Text.
—————
Views on improving the integrity of global capital markets
17 September 2015

Will Blockchain Change Wall Street? The More Things Change, the More They Stay the Same

In a recent blog post, I discussed whether the blockchain is likely to be sustaining or disruptive to the financial industry and summarised the current consensus around crypto-currencies as “Bitcoin bad, blockchain good”. Every bulge-bracket firm has ‘innovation labs’ working on blockchains (as discussed in this video by the Financial Times’ Phil Stafford), and the days of sneering at this weird hobby of ‘cypherpunks’ are definitely over.

However, the devil — as always — is in the details. I recently found some excellent explainer articles written by Tim Swanson (@ofnumbers) on why people awaiting the demise of the modern financial system may be disappointed. The issues are quite wonky, but I have tried to summarize and make them understandable for someone with a basic knowledge of blockchains (view our policy brief on the topic).
—————
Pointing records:
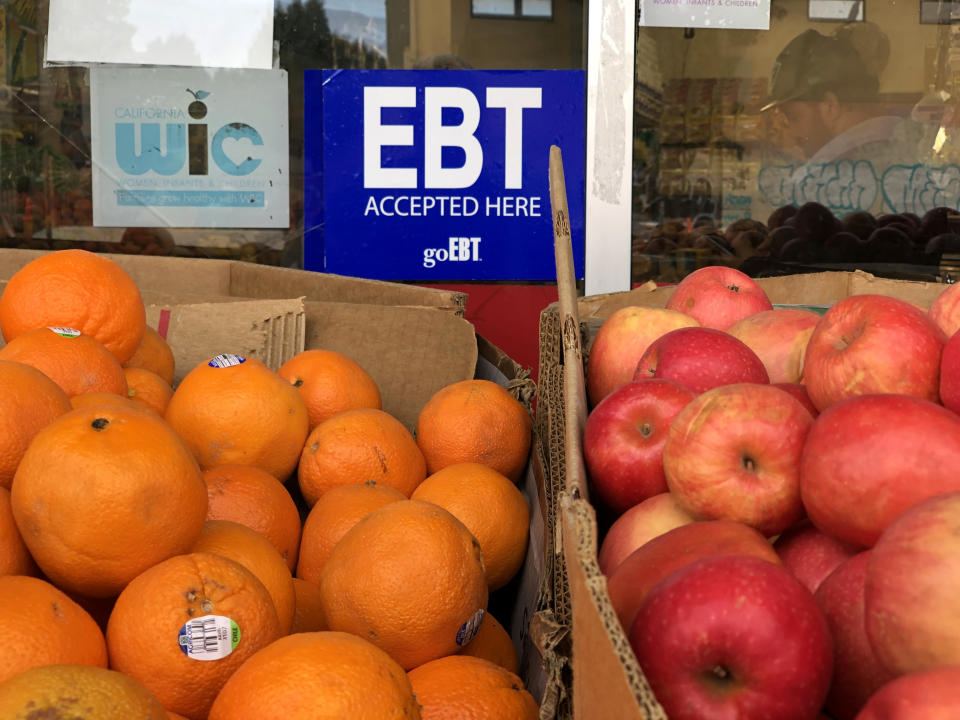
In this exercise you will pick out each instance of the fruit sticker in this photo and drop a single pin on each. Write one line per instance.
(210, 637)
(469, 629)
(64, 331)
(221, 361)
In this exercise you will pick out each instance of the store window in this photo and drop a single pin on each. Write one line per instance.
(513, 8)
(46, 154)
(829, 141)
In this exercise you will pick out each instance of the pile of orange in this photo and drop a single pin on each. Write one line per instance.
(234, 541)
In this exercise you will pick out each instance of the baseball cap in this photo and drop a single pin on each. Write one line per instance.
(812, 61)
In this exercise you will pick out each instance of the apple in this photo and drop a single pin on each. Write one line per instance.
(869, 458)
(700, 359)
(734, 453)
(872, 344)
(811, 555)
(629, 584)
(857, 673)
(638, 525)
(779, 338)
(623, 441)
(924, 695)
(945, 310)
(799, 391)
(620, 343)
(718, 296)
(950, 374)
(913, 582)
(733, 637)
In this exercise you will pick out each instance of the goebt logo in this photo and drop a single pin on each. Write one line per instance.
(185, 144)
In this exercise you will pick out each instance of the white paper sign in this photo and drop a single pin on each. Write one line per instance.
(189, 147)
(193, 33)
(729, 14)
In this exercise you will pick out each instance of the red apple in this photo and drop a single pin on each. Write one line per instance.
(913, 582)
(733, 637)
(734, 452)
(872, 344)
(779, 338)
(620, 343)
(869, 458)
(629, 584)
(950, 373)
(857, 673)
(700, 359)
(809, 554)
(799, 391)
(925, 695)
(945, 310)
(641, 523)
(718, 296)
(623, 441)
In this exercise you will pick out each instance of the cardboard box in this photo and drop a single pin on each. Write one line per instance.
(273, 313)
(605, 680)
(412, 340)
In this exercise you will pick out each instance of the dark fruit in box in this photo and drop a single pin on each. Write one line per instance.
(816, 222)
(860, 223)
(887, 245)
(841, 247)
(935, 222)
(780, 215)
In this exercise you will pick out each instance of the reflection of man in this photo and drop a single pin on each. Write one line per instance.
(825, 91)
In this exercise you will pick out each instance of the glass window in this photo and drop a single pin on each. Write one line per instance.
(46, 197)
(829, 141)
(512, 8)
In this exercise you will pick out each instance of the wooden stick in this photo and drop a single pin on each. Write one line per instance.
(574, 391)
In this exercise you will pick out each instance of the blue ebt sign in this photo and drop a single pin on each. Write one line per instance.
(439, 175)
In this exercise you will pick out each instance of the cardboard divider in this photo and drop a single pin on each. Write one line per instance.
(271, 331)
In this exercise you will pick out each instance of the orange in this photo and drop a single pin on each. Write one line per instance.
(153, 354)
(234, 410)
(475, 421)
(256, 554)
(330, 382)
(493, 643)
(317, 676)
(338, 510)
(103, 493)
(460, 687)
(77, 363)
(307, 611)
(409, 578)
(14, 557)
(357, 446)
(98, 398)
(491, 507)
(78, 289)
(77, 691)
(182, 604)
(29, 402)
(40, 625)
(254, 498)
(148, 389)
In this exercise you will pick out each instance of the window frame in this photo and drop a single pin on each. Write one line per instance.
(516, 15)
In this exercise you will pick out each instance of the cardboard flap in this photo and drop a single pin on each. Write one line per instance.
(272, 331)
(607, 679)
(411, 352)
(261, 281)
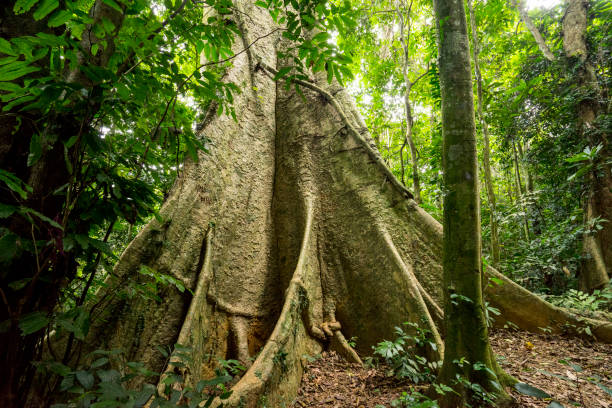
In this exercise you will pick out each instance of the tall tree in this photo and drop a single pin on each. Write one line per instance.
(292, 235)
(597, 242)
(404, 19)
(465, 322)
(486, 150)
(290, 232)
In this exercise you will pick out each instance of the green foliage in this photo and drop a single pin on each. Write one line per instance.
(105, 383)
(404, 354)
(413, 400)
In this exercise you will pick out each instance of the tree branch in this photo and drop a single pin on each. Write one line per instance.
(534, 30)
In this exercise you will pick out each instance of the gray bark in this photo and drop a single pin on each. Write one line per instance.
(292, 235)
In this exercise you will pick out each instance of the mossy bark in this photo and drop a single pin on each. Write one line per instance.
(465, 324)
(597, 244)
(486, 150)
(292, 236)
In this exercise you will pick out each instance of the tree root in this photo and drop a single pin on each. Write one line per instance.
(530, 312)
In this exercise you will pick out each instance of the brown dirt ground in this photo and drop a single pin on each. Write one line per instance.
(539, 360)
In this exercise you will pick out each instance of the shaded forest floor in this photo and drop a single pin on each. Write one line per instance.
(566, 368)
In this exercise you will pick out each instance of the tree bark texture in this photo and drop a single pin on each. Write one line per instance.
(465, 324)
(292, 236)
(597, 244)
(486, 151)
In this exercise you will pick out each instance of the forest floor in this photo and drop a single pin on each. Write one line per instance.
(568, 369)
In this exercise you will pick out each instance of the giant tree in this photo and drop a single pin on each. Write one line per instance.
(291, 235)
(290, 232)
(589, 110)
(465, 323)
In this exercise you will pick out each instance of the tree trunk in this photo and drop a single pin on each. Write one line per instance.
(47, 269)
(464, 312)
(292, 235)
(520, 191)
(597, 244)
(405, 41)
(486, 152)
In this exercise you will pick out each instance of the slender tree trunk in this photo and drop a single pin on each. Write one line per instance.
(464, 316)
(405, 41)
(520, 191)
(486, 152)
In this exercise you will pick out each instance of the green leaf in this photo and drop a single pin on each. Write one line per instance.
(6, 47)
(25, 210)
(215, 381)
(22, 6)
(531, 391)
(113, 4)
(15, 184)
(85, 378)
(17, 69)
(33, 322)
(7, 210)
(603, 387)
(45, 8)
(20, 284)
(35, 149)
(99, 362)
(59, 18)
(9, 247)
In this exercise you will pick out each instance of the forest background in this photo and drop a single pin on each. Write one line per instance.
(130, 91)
—————
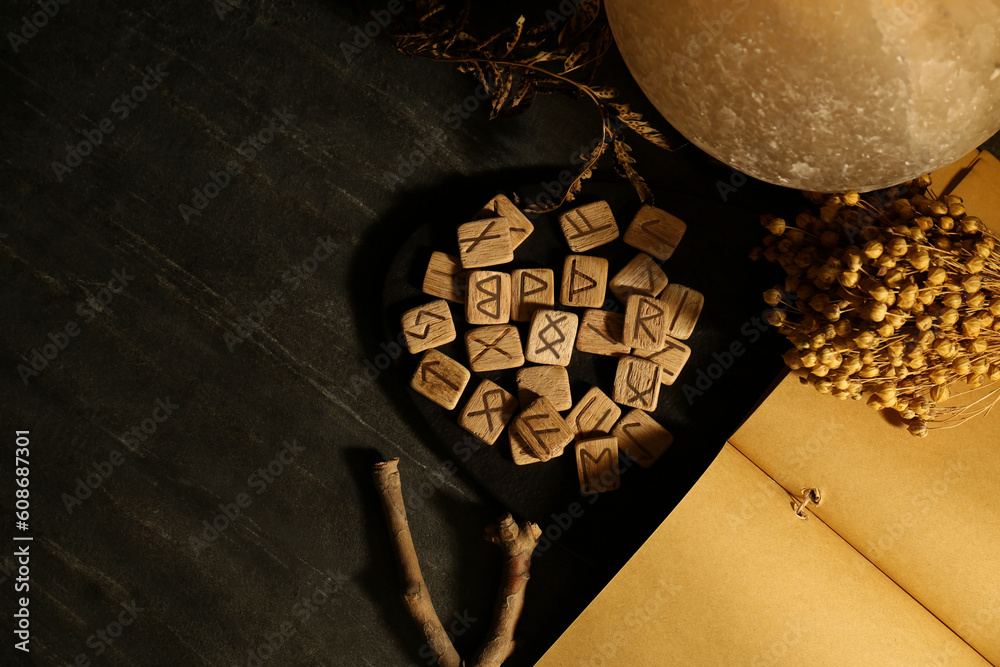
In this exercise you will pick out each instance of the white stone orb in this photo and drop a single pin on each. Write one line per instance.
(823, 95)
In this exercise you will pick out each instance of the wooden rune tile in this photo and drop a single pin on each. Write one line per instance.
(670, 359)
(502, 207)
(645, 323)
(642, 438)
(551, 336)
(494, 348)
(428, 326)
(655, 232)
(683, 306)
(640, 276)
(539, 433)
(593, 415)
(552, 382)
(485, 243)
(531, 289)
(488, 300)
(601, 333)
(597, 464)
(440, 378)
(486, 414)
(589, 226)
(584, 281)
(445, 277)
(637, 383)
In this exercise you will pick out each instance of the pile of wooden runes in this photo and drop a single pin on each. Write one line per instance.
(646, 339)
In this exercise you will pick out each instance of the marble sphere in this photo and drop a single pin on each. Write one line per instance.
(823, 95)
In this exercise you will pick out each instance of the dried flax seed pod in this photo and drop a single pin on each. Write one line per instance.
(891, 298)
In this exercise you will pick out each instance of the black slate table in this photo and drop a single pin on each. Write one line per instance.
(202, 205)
—————
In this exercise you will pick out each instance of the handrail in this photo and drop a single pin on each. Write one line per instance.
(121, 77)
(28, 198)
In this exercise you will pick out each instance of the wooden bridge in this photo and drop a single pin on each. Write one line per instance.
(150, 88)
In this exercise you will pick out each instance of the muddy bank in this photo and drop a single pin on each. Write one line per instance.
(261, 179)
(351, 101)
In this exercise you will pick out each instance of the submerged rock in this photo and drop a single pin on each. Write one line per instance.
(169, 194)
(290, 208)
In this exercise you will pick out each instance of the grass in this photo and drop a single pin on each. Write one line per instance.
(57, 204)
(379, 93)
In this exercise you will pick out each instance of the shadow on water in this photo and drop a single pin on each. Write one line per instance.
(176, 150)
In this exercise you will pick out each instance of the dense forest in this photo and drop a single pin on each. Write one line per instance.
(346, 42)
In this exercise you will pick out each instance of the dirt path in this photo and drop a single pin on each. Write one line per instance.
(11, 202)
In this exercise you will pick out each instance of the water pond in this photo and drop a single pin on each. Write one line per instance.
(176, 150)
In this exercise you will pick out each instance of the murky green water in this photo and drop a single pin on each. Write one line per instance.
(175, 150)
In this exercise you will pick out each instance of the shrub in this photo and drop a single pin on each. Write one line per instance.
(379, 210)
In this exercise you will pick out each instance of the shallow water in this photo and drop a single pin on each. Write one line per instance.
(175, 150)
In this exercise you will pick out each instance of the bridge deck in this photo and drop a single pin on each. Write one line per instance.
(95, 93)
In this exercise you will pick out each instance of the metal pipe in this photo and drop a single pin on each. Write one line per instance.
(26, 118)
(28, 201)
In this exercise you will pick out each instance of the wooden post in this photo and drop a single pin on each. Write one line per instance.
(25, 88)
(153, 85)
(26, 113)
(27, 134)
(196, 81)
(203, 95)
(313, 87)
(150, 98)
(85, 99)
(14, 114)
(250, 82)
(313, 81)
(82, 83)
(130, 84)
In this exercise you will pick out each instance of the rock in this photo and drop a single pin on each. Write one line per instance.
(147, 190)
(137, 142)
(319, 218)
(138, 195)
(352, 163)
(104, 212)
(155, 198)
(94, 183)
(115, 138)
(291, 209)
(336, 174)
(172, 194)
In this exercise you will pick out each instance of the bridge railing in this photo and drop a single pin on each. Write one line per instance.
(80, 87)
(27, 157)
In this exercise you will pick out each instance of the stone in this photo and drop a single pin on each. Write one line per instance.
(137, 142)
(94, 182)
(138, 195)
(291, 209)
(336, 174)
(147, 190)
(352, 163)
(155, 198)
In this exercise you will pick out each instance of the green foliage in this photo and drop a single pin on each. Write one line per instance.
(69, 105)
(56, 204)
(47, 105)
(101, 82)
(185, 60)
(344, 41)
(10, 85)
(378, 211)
—————
What the exercise asks.
Continue the blog post on whether blockchain will change Wall Street, picking up right after its final sentence. The lines above are separate from the blog post on whether blockchain will change Wall Street.

Response to the task.
The underlying motivation for interest in financial applications of the blockchain is easy enough to understand. Everyone agrees that the existing systems of settling financial transactions are very slow. Blockchain solutions promise to decentralise (good, right?) the recording of transactions, making settlement more efficient (sorry back office) and, most importantly, faster.

This is great but unfortunately goes against the raison d’etre of the blockchain’s original design. To understand why, let’s look at three issues that any ledger, such as a database, has to consider (thanks to Robert Sams’ (@codelogic) ‘Blockchain Finance’ presentation notes):

  • Sin of Commission — forgery of a transaction
  • Sin of Omission — censorship (i.e., not recording) of a transaction
  • Sin of Deletion — reversal of transaction

Contrary to the popular impression that Bitcoin is designed to be ‘unhackable’ (i.e., not vulnerable to forgery or corruption), its first design priority is to be censorship-proof. Here, censorship refers to the ability to double-spend a crypto-currency by not recording one or more transactions on the ledger.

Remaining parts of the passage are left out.